» EXERCISE DESCRIPTION:
Convert every line of the items below into a numbered list, skipping any blank lines. Leave the pictures out of the list.

» STORED DATA:

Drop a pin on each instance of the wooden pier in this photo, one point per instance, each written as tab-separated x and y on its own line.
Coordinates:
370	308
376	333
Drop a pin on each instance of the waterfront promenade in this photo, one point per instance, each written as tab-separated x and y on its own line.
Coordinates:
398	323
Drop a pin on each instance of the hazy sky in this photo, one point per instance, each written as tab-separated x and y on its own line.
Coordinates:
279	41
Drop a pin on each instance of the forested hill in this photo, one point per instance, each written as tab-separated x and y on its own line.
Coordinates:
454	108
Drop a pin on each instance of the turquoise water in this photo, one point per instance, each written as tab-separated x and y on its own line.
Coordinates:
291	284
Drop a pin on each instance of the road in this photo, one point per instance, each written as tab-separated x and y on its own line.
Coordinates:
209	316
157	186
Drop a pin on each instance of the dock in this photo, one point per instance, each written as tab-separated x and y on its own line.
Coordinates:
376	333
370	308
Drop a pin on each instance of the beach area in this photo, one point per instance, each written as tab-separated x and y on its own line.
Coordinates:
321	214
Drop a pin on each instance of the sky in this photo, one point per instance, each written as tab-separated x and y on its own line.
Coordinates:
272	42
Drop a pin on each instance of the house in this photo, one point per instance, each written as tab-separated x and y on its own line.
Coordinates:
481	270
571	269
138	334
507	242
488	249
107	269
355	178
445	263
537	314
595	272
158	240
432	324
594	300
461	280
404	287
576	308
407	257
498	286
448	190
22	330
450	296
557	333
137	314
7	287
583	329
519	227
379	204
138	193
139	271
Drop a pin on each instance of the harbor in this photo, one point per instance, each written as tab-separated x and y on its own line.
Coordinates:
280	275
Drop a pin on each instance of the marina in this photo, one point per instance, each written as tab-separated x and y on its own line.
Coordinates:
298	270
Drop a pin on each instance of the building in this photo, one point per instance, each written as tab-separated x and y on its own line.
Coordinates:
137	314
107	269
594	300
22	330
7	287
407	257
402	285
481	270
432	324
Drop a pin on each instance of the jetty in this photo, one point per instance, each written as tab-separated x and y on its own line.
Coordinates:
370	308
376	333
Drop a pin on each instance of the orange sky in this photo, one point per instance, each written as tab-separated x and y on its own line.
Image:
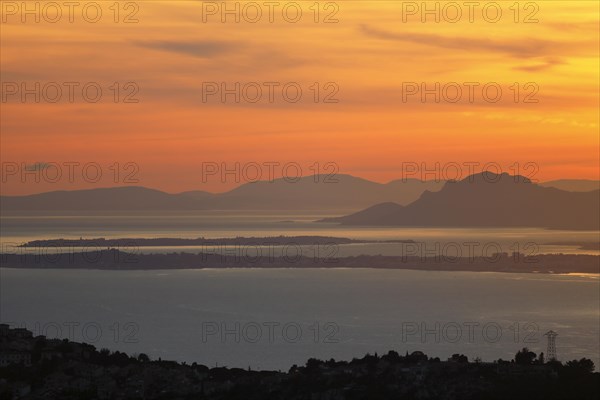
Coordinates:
370	55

» PROBLEM SOLUTION:
1. Drop a pin on each instance of the wooden pier in this photo, one point per instance, each written as tab-separated x and y on its own line.
2. Coordinates:
3. 370	308
4. 376	333
5. Drop a pin on each instance of the waterfront promenade in this photo, one point per instance, each written as tab-separated x and y on its own line.
6. Coordinates:
7. 398	323
8. Drop a pin on each instance of the hazy sky in this photo, one point per instance, each written as tab-separated x and y on its own line.
9. Coordinates:
10. 279	41
11. Drop a pin on each instance of the forested hill in this photo, one point per instance, each written as tab-separated x and y on its own line.
12. Coordinates:
13. 454	108
14. Drop a pin on each instance of the turquoise water in this photo, one point per instance, each written as tab-separated x and y on its own line.
15. Coordinates:
16. 291	284
17. Drop a pin on each instance of the road in this photo, one point per instance, each written as tab-separated x and y on its own line.
18. Coordinates:
19. 209	316
20. 157	186
21. Drop a pin on each instance of the dock in this photo, one point per instance, each written as tab-separated x and y on its own line.
22. Coordinates:
23. 376	333
24. 370	308
25. Drop a pin on each instance of the beach area in this photo, one point per instance, each written as tab-separated x and y on its own line.
26. Coordinates:
27. 321	214
28. Drop a pin on each instance of the sky in this photo, one point per instance, each written as tab-separated x and y on its own line.
29. Coordinates:
30. 272	42
31. Drop a pin on each instance of the house in this photo, one point per instance, each written as tab-separated x and y on its own line.
32. Coordinates:
33. 481	270
34. 571	269
35. 138	334
36. 507	242
37. 488	249
38. 107	269
39. 355	178
40. 445	263
41. 537	314
42. 595	272
43. 158	240
44. 432	324
45. 594	300
46. 461	280
47. 404	287
48. 576	308
49. 407	257
50. 498	286
51. 448	190
52. 22	330
53. 450	296
54. 557	333
55. 137	314
56. 7	287
57. 583	329
58. 519	227
59. 379	204
60. 138	193
61. 139	271
62. Drop a pin on each instance of the harbor in this photo, one point per instance, each written as tab-separated x and y on its own line.
63. Coordinates:
64. 280	275
65. Drop a pin on each instance of the marina in this photo, one point per instance, each written as tab-separated x and y on its own line.
66. Coordinates:
67. 298	270
68. Drop a pin on each instance of the building in this photo, one point per instance, each written as tab-separated x and y on its own line.
69. Coordinates:
70. 137	314
71. 107	269
72. 594	300
73. 22	330
74. 7	287
75. 407	257
76. 402	285
77. 481	270
78. 432	324
79. Drop a pin on each instance of the jetty in this photo, one point per instance, each written as tab-separated x and y on its own line.
80. Coordinates:
81. 370	308
82. 376	333
83. Drop a pin on each instance of the orange sky in this photo, one point per instance, each written as tab-separated x and y on its own line.
84. Image:
85. Coordinates:
86. 370	55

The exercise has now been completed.